------ Text shown

Explain the formation of sodium chloride and calcium oxide on the basis of the concept of electron transfer from one atom to another atom.
- When sodium (Na) atom loses one electron to get octet electron configuration it forms a cation (${{Na}^{+}}$)
${ }_{ 11 }{ Na }$ ------> ${ }{ _{ 11 }{ Na } }^{ + }$+${{e}^{-}}$
- Chlorine has shortage of one electron to get octet in its valence shell. So it gains electron that was lost by Na and form anion.
${ }_{ 17 }{ Cl }$ + ${{e}^{-}}$ ----------> ${{Cl}^{-}}$
- Transfer of electrons between Na and Cl atoms they form ${{Na}^{+}}$ and ${{Cl}^{-}}$ ions.
- These oppositely charged ions get attracted towards each other due to electrostatic forces and form the compound sodium chloride (NaCl).
${{Na}^{+}}$ + ${{Cl}^{-}}$ --------> ${{Na}^{+}}$ ${{Cl}^{-}}$ or NaCl
II. Formation of Calcium Oxide :
- Calcium (Ca) atom is ready to lose two electrons to get octet electron configuration it forms a cation (${{Ca}^{2+}}$).

------------

◆ **Goals**
1/ Answer these from the text on sodium chloride and calcium oxide:
(a) How many electrons does a sodium atom lose to form its cation?
(b) What causes the sodium and chloride ions to be drawn toward each other?
(c) Which cation does a calcium atom form?
2/ For each statement, tell whether it agrees with the text on sodium chloride and calcium oxide. Answer yes or no, and quote the words that decide it.
(a) Chlorine takes the electron that sodium gave up.
(b) A calcium atom is ready to lose three electrons.
(c) The oppositely charged ions push away from each other.
3/ Pick up the text on sodium chloride and calcium oxide after its last sentence, and keep writing it.

------ Rows

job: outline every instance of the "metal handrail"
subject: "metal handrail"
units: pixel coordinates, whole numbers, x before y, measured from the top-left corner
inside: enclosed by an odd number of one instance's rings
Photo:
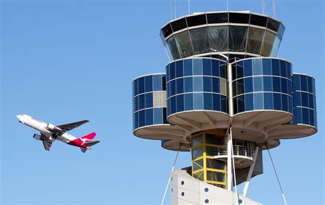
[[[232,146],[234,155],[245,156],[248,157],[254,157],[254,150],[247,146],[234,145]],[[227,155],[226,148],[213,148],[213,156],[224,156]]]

------------

◆ **Exercise answers**
1/
(a) One electron.
(b) Electrostatic forces between the oppositely charged ions.
(c) Ca2+.

2/
(a) Yes: "So it gains electron that was lost by Na and form anion."
(b) No: "Calcium (Ca) atom is ready to lose two electrons to get octet electron configuration"
(c) No: "These oppositely charged ions get attracted towards each other due to electrostatic forces"

3/
Ca -------> ${{Ca}^{2+}}$ + ${{2e}^{-}}$
- Oxygen (O) has shortage of two electrons to get octet in its valence shell. So it gains electron that was lost by Ca and form anion.
${ }_{ 8 }{ O }$ + ${{2e}^{-}}$ -------> ${{O}^{2-}}$
- Transfer of 2 electrons between ‘Ca’ and ‘O’ atoms form ${{Ca}^{2+}}$ and ${{O}^{2-}}$ ions.
- These oppositely charged ions get attracted towards each other due to electrostatic forces and form the compound calcium oxide (CaO).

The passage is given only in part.